Всякий, кто задумывается о философии музыки, прежде всего сталкивается с оригинальной проблемой - невозможностью вообще объяснить, почему существует такое явление, как музыка. Как может говорить нам что-то текст, в котором не содержится ровно никакой информации? Мы всегда избегаем пустых абстракций, далекого от нашей жизни умствования, как музыке удается, ничем не поступившись, не соотнеся ничего из своего строя с реальностью, тем не менее выразить что-то и как будто сказать нам о чем-то? Почему эта смена ничего не означающих созвучий так сильно на нас действует, почему она приковывает такое наше внимание? Каким образом мы с такой легкостью отличаем хорошую музыку от плохой, легкую и поверхностную от содержательной, и откуда вообще берется здесь это ощущение содержательности, важности или неважности происходящего? Почему мнения по этому поводу не расходятся, и каждый, кто привык к соответствующему музыкальному языку, соглашается обычно и с общепринятой иерархией в этой области, в то время как литературные и художественные репутации подвержены гораздо большему разнобою оценок? Почему мы вообще сохраняем за музыкой такое значение, почему она кажется нам чем-то важным, одним из самых важных явлений в нашей жизни?
С другой стороны, если музыке удается говорить, не произнося ни одного осмысленного слова и не используя ни одного знака, соотносимого с реальностью, не читаем ли мы и все другие тексты, в том числе литературные, исключительно для того, чтобы погрузиться в то или иное состояние, вызываемое этим текстом, а не для того, чтобы узнать что-нибудь конкретное о жизни и ее устройстве? Не является ли для нас попадание в это состояние чем-то более важным и "ценностным", чем осведомленность о любых деталях и механизмах этой жизни, имеющая неизмеримое практическое значение? И не ценим ли мы литературу и живопись за одну только их "музыкальность" - последовательность эмоциональных состояний, ничего не сообщающую нам о реальности, но зато открывающую для нас что-то в нашей психике - области, еще менее исследованной, чем реальность?

Задание 1: Повторите без изменений строки перечня от той, где есть "the swan neck.", до той, где есть "(566, 1012)", включая обе.

Перечень строк:
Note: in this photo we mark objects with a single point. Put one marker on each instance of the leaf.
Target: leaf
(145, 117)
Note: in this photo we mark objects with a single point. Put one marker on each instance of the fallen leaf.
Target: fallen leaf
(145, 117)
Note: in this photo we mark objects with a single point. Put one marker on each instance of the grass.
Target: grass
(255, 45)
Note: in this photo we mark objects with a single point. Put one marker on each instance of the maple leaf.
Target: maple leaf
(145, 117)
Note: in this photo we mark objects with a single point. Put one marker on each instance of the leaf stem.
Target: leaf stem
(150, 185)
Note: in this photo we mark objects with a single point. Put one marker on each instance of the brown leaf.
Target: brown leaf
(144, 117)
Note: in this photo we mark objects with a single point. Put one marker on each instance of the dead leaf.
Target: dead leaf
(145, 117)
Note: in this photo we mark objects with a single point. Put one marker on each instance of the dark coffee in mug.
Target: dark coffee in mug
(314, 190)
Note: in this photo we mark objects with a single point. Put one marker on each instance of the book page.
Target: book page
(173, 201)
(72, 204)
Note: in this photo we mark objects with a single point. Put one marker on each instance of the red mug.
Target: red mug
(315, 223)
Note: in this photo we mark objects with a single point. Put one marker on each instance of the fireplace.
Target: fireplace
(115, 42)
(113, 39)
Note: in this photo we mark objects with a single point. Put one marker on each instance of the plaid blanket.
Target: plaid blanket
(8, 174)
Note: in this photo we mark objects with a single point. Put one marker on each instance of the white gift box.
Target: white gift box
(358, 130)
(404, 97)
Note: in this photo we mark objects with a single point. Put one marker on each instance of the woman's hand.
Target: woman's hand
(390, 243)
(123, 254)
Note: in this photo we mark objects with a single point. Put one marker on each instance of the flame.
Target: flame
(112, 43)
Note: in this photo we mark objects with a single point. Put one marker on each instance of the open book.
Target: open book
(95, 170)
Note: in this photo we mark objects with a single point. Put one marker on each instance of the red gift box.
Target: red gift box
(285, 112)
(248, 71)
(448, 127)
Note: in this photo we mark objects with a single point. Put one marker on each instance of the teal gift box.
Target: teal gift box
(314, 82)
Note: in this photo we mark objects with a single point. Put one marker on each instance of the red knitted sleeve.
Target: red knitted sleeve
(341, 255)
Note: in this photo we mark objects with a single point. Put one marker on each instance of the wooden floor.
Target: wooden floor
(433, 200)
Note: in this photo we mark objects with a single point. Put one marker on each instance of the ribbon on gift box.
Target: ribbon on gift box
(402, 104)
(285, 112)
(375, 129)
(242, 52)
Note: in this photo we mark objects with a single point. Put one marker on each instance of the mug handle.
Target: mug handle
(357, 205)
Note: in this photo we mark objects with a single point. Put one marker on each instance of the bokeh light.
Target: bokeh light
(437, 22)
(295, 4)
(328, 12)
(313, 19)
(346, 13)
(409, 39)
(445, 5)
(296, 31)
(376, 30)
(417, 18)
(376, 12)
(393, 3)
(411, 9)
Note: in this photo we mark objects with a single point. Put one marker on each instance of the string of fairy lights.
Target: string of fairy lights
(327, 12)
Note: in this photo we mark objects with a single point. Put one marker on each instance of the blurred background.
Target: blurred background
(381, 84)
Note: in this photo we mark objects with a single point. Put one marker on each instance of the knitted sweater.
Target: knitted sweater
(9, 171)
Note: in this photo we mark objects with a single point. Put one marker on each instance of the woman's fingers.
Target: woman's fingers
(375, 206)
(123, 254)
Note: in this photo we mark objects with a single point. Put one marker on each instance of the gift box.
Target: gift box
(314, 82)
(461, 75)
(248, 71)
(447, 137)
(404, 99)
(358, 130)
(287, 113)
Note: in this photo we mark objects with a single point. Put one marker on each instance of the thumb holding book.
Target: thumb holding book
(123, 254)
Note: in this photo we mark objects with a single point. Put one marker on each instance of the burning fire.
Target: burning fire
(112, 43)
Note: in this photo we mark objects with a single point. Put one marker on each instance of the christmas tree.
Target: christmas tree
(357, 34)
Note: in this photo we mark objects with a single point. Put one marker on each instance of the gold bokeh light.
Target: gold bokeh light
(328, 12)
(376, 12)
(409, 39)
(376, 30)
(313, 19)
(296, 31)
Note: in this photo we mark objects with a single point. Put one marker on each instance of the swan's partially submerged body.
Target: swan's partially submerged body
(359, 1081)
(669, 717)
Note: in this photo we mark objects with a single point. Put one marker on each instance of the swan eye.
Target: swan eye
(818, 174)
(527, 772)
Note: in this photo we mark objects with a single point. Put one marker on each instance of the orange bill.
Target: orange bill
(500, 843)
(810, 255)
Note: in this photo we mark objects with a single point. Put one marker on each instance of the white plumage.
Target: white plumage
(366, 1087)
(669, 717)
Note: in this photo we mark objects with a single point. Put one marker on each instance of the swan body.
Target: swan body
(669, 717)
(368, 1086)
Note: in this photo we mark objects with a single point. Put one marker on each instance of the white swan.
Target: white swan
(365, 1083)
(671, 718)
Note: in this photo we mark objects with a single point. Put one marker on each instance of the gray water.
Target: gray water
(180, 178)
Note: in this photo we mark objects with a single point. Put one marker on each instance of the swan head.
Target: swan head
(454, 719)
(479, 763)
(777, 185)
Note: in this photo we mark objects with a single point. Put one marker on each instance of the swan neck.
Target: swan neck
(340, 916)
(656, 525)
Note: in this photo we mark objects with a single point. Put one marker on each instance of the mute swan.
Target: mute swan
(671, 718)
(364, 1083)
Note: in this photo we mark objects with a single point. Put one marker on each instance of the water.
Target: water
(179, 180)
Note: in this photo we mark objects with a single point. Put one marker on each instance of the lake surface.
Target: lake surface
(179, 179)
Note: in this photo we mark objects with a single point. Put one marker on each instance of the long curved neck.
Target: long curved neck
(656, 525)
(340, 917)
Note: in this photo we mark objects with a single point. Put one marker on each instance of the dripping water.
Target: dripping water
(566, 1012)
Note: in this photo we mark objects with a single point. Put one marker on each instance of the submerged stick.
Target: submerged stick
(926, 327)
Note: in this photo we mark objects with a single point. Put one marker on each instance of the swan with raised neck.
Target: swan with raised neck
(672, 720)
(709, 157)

Задание 2: Перепишите отрывок о музыке от слов "С другой стороны, если" до слов "исследованной, чем реальность?" включительно, поставив "театр" вместо "живопись".

Ответ 1:
Note: in this photo we mark objects with a single point. Put one marker on each instance of the swan neck.
Target: swan neck
(340, 916)
(656, 525)
Note: in this photo we mark objects with a single point. Put one marker on each instance of the mute swan.
Target: mute swan
(671, 718)
(364, 1083)
Note: in this photo we mark objects with a single point. Put one marker on each instance of the water.
Target: water
(179, 180)
Note: in this photo we mark objects with a single point. Put one marker on each instance of the lake surface.
Target: lake surface
(179, 179)
Note: in this photo we mark objects with a single point. Put one marker on each instance of the long curved neck.
Target: long curved neck
(656, 525)
(340, 917)
Note: in this photo we mark objects with a single point. Put one marker on each instance of the dripping water.
Target: dripping water
(566, 1012)

Ответ 2:
С другой стороны, если музыке удается говорить, не произнося ни одного осмысленного слова и не используя ни одного знака, соотносимого с реальностью, не читаем ли мы и все другие тексты, в том числе литературные, исключительно для того, чтобы погрузиться в то или иное состояние, вызываемое этим текстом, а не для того, чтобы узнать что-нибудь конкретное о жизни и ее устройстве? Не является ли для нас попадание в это состояние чем-то более важным и "ценностным", чем осведомленность о любых деталях и механизмах этой жизни, имеющая неизмеримое практическое значение? И не ценим ли мы литературу и театр за одну только их "музыкальность" - последовательность эмоциональных состояний, ничего не сообщающую нам о реальности, но зато открывающую для нас что-то в нашей психике - области, еще менее исследованной, чем реальность?